**SOURCE PASSAGE**
----
But on to the most exciting news… I’ve talked on and off and in passing about my attempts to create a gluten-free croissant. I don’t do it very often because, even when you’ve got gluten on your side, it’s a bit of a faff. But I felt like trying again this weekend and I kind of made it up as I went along. I was extremely pleased and not a little shocked at the results. Here they are:

They’re not quite there yet but I have a feeling that it was more to do with the bake, rather than a gluten-free thing. I’m planning to give them another go either this weekend or next, so hopefully I’ll be able to share the recipe soon!

Anyway, that’s enough wittering on. Crespelle ripiene originate in the Campania region of Italy and are generally filled with cheese. This recipe, however, is very versatile. It can have a spinach and ricotta filling or a plain mushroom one. I added the chicken just to ring the changes but I don’t see why it couldn’t also be adapted to any cannelloni or lasagne filling. It’s also an economic recipe – I manage to make one chicken breast fillet stretch to feed four people!

Gluten-free stuffed pancakes

Serves 4

For the pancakes:
100g gluten-free plain (all-purpose) flour
1/2 tsp salt
2 eggs, lightly beaten
250ml milk

For the filling:
1 tbsp olive oil
2 fat cloves garlic, crushed
250g closed cup mushrooms, very finely chopped
2 tsp cornflour (cornstarch)
25oml milk
150ml cooked chicken breast, very finely chopped
handful flatleaf parsley, finely chopped
salt and pepper

For the tomato sauce:
1 1/2 tbsp olive oil
2 x 410g tins chopped tomatoes
1 tsp caster sugar
salt and pepper

Grated Parmesan and fresh, finely chopped flatleaf parsley to serve

You will also need a 20cm frying pan for the pancakes and an ovenproof baking dish

First, make the pancake batter. Sift the flour into a large bowl, add the salt and make a well in the centre. Pour in the eggs and 150ml of milk. Using a balloon whisk, gradually incorporate the flour from around the edges into eggs and milk and whisk until a smooth but bubbly mixture is formed. Allow to sit for a couple of minutes and then add the remaining 100ml of milk. Whisk well then allow to sit for 30 minutes.

Whilst the pancake batter is resting, make the pancake filling. Heat the olive oil in a large frying pan over a low heat and add the garlic. Fry gently for a couple of minutes until the garlic is just beginning to turn golden. Add the chopped mushrooms and continue to cook gently for 15 minutes, stirring every now and again, until the mushrooms have darkened, reduced and have lost their moisture. Sprinkle the cornflour over the mushrooms and stir until the whiteness of the cornflour has disappeared (make sure any lumps of flour have been broken up with the back of the spatula). Add the milk, stir and bring up to a gentle boil. Simmer, stirring all the while, until the sauce has thickened considerably (several minutes). Take off the heat and allow to cool. When cool, stir in the chopped chicken and chopped parsley. Set aside.
----
**SOURCE MATERIAL**
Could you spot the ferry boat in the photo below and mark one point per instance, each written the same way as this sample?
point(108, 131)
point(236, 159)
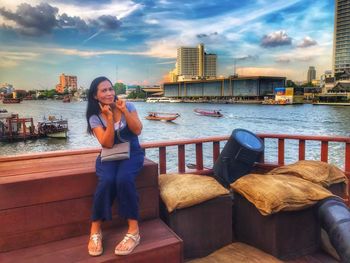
----
**WHAT TO WORK ON**
(a) Transcribe the stretch of the stuffed pancake recipe from "For the tomato" through "for 30 minutes.".
(b) Go on with the stuffed pancake recipe, starting right after its last sentence.

**EXPECTED ANSWERS**
(a)
For the tomato sauce:
1 1/2 tbsp olive oil
2 x 410g tins chopped tomatoes
1 tsp caster sugar
salt and pepper

Grated Parmesan and fresh, finely chopped flatleaf parsley to serve

You will also need a 20cm frying pan for the pancakes and an ovenproof baking dish

First, make the pancake batter. Sift the flour into a large bowl, add the salt and make a well in the centre. Pour in the eggs and 150ml of milk. Using a balloon whisk, gradually incorporate the flour from around the edges into eggs and milk and whisk until a smooth but bubbly mixture is formed. Allow to sit for a couple of minutes and then add the remaining 100ml of milk. Whisk well then allow to sit for 30 minutes.

(b)
Now, make the pancakes. Put a small frying pan over a medium to high heat and add a splash of oil. When the pan is smoking, add about a third of a ladleful of pancake batter. Swirl the batter around the pan until the base is covered. Cook for about 30 seconds or until small bubbles have appeared on the surface and the underside is a dappled dark golden brown. Carefully flip the pancake using a palette knife and cook the other side for about 30 seconds. Remove to a plate and cook the rest of the pancakes (eight in total), re-oiling the pan when necessary and stacking the cooked pancakes one on top of the other. Allow to cool.

Now make the tomato sauce. In a frying pan or large saucepan, heat the olive oil over a low flame. When hot, add the tins of chopped tomatoes, the sugar and some salt and pepper and allow to bubble and reduce to a thick sauce for about 15 minutes.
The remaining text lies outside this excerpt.